*WHAT TO WORK ON*.
Retype exactly the lines from the line with "Task: Indicate the sandbar" to the end of the data, keeping both boundary lines.

*Coordinate annotation records*.
------------------------------------------------

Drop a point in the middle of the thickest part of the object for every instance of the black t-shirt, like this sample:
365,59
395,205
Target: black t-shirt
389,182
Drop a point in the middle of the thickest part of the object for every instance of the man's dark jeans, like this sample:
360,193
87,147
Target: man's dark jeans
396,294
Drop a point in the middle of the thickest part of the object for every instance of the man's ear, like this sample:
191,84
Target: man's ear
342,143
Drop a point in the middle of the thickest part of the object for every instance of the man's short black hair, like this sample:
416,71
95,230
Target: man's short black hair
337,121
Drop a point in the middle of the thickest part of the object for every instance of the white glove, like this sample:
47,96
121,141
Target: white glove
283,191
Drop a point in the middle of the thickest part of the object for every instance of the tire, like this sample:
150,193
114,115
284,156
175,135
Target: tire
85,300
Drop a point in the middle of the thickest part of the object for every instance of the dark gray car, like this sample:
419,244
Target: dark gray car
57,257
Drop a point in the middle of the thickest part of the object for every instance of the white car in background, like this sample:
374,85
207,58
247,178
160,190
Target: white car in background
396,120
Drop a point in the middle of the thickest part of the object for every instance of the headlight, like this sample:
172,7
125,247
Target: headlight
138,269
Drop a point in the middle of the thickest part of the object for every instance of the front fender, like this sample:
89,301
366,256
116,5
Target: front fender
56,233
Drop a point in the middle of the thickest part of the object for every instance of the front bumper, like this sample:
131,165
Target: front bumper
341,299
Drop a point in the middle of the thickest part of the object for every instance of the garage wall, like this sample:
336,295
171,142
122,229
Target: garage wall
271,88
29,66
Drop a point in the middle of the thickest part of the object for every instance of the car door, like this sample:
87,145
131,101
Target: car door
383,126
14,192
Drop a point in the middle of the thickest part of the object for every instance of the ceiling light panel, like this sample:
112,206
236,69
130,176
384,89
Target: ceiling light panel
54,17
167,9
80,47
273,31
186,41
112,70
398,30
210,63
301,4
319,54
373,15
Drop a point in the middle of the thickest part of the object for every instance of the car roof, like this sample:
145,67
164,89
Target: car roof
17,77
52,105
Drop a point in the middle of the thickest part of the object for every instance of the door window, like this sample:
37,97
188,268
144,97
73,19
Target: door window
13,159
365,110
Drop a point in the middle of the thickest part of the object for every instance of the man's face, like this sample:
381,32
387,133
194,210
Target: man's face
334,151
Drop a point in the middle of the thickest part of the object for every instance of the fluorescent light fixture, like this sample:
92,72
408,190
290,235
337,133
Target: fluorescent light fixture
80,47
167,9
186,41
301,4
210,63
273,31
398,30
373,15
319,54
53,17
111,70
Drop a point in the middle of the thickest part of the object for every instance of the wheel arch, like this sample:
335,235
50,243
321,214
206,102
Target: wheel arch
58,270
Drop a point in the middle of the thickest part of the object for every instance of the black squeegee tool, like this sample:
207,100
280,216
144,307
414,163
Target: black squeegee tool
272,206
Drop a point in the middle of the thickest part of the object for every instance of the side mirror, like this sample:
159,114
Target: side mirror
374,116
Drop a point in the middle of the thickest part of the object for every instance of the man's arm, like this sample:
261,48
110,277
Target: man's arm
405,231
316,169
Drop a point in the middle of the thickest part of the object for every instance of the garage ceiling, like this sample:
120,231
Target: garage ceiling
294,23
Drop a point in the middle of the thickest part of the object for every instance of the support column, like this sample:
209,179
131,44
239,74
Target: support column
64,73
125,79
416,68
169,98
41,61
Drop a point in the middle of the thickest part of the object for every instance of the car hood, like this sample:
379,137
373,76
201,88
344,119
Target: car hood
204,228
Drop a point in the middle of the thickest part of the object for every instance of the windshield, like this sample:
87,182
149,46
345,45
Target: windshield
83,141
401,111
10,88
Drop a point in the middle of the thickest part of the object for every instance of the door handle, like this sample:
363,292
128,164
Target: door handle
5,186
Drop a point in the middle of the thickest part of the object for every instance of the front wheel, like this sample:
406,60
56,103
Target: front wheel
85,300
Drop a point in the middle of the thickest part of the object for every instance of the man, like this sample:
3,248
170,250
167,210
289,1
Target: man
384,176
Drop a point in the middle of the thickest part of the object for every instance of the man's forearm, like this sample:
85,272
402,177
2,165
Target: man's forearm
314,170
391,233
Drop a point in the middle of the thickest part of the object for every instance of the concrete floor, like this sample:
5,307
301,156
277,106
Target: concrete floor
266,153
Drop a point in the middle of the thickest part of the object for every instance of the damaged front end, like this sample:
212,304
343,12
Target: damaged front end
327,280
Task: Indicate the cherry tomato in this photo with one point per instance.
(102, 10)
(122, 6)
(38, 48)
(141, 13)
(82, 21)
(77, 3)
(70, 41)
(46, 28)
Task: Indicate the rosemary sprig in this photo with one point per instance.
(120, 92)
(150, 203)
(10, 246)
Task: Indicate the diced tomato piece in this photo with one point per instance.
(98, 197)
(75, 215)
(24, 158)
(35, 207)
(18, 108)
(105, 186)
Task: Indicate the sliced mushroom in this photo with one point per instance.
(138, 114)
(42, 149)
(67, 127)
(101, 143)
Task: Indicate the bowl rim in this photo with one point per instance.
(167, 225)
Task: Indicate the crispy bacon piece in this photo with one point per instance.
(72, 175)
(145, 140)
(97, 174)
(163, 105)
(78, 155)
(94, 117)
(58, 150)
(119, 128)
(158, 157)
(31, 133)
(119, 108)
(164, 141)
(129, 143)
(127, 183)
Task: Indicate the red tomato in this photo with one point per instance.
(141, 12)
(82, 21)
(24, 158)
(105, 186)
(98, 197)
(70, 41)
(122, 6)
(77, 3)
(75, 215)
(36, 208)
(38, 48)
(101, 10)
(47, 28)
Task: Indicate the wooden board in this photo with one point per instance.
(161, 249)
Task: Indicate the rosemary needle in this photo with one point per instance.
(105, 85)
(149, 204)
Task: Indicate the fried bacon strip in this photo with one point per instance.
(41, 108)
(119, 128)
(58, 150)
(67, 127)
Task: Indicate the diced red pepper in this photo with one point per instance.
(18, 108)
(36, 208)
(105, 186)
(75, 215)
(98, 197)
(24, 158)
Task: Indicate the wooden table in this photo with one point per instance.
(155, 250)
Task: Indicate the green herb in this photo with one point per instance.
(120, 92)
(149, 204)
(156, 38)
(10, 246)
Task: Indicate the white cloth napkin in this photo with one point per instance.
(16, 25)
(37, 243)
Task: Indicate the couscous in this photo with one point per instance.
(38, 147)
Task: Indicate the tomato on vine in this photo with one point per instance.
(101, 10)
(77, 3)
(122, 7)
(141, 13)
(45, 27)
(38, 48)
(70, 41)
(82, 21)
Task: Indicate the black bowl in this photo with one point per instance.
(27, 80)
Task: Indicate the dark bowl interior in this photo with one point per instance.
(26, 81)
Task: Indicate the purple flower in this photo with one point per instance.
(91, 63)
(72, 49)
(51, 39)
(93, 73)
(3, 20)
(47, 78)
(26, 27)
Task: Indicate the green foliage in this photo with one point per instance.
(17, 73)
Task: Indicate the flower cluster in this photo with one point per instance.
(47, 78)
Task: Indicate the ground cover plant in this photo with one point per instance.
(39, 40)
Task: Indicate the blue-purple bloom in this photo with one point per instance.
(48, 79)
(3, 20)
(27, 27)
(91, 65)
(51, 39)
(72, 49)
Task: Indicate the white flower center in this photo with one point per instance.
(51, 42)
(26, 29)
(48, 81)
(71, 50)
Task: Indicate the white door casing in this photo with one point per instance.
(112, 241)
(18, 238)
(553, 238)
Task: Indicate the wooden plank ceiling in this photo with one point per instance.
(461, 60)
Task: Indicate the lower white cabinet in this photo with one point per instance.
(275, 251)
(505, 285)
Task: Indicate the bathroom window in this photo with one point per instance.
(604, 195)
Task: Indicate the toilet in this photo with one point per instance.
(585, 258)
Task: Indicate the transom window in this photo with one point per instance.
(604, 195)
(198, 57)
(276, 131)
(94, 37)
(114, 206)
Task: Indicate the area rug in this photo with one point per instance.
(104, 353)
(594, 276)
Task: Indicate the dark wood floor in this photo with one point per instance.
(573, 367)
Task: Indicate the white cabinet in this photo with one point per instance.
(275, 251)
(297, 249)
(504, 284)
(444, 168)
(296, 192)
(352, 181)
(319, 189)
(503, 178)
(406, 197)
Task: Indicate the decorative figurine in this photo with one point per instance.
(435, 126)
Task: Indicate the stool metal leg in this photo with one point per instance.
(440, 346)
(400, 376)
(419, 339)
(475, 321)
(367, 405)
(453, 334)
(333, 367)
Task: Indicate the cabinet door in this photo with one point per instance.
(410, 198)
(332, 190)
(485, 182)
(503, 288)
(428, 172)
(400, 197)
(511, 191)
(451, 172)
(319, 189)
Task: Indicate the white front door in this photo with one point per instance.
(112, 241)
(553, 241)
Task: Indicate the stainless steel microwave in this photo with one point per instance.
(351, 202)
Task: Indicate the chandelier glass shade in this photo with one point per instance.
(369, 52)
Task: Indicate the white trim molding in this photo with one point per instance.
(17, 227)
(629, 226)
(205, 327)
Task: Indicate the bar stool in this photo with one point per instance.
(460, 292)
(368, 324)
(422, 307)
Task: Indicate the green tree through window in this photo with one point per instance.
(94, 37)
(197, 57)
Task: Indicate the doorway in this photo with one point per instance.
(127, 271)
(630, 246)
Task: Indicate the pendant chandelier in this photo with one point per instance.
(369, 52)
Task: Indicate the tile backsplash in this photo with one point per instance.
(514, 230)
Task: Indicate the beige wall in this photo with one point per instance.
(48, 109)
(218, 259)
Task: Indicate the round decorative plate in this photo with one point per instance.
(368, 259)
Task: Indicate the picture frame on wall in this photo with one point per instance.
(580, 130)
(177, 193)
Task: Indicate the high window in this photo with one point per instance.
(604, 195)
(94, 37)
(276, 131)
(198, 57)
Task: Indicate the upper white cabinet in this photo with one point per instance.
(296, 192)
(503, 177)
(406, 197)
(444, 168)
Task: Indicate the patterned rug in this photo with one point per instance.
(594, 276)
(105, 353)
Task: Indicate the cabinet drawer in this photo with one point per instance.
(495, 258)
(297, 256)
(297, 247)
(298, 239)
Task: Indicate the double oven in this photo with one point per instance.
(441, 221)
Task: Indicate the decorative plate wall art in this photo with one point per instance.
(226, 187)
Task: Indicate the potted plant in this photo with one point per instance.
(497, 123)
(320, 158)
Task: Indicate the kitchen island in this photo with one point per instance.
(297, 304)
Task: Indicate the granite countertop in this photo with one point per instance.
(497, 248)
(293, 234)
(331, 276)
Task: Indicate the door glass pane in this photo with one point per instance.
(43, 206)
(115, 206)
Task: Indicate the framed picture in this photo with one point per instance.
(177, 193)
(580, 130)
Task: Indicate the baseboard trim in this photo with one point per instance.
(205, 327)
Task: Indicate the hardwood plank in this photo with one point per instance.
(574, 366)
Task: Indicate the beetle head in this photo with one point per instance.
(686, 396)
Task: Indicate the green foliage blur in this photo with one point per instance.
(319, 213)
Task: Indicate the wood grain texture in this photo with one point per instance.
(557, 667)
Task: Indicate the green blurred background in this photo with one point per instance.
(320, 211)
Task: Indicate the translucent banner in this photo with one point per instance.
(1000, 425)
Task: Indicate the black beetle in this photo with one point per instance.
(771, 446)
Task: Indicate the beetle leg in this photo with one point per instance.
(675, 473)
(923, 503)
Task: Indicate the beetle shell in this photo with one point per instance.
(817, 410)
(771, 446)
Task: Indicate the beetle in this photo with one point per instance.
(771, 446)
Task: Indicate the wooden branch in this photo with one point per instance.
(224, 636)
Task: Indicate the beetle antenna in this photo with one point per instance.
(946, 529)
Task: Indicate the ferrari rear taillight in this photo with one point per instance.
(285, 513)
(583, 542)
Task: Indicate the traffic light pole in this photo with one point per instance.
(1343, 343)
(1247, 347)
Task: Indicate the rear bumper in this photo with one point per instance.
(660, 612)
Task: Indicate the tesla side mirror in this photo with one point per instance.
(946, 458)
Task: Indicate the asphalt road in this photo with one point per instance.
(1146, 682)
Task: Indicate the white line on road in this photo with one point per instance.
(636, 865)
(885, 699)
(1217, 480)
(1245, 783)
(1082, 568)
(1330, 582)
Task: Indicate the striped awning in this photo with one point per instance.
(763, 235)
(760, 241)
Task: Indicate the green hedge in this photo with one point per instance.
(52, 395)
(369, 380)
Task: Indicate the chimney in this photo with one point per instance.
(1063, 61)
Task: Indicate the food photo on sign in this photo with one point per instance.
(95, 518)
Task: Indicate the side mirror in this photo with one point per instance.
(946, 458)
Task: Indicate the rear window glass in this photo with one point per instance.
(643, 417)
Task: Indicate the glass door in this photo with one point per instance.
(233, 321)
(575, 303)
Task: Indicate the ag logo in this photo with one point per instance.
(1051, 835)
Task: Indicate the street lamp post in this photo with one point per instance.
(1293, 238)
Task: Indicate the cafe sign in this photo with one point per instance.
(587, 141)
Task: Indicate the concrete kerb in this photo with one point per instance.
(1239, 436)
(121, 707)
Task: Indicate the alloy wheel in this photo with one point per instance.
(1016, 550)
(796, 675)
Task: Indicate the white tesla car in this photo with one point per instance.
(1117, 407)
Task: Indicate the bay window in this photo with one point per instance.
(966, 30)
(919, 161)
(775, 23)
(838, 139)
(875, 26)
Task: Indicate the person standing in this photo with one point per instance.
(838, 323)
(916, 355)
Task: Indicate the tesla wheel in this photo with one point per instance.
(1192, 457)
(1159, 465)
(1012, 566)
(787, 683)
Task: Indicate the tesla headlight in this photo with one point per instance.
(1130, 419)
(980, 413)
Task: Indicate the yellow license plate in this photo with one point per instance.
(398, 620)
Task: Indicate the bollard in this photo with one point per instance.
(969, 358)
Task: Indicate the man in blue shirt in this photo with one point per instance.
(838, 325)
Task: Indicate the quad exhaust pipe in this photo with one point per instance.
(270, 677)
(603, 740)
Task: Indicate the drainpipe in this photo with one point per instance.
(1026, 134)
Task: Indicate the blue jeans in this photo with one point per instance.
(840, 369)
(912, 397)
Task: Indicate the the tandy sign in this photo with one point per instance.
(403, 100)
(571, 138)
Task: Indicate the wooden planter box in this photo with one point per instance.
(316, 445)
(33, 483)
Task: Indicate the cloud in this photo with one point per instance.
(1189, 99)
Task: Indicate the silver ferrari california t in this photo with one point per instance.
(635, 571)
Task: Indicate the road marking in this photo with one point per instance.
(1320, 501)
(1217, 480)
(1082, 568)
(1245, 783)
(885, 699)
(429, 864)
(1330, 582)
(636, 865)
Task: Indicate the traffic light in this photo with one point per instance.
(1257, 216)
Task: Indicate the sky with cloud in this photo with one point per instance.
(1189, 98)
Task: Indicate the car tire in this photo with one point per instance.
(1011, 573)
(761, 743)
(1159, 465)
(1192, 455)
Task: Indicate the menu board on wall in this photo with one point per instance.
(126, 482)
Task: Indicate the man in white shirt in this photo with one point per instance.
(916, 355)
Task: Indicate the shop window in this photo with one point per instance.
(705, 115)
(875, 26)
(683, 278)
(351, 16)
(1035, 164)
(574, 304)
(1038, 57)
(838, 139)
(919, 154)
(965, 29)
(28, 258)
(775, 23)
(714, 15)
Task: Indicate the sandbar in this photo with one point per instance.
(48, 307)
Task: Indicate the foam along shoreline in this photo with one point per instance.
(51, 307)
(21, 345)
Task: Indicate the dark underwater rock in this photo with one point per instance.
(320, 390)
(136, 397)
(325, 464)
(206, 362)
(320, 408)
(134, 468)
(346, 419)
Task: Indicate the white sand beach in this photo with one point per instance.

------------------------------------------------

*OUTPUT OF THE TASK*.
Task: Indicate the sandbar in this photo with one point per instance.
(48, 307)
Task: Indicate the foam along shoreline in this photo with one point per instance.
(51, 307)
(21, 345)
Task: Indicate the dark underwater rock in this photo with one point per instance.
(320, 390)
(136, 397)
(325, 464)
(206, 362)
(320, 408)
(134, 468)
(346, 419)
Task: Indicate the white sand beach in this photo with one point per instance.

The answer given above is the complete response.